Please set out each line below exactly as it stands, without the images.

(Dataset entries)
++++

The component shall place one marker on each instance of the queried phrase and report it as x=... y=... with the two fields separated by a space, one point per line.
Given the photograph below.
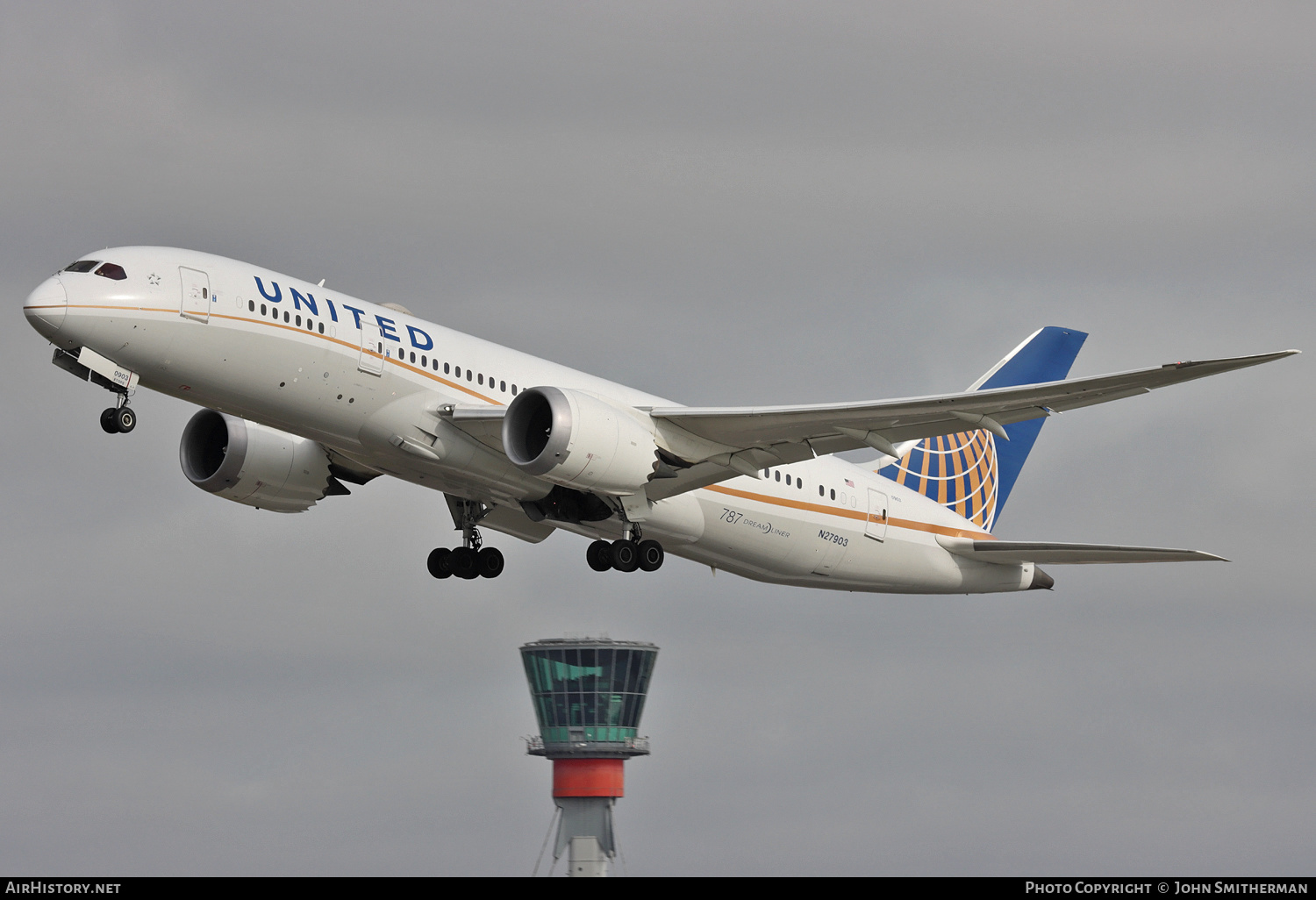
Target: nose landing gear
x=468 y=561
x=118 y=420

++++

- _RESULT OF THE EXERCISE_
The component shall place one marker on each instance of the queried phrase and report it as x=... y=... with the two fields separated by a space, one point per line.
Given the photograph below.
Target: nose landing gear
x=468 y=561
x=118 y=420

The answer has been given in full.